▶ _Requirements_
Return the entries below as a JSON list of strings, with one string for each line and blank lines left out.

▶ _Raw records_
+++

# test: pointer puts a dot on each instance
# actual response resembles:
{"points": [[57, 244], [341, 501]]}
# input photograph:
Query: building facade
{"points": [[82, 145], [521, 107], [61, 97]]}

+++

▶ _Expected output_
[
  "# test: pointer puts a dot on each instance",
  "# actual response resembles:",
  "{\"points\": [[57, 244], [341, 501]]}",
  "# input photograph:",
  "Query: building facade",
  "{\"points\": [[82, 145], [521, 107], [61, 97]]}"
]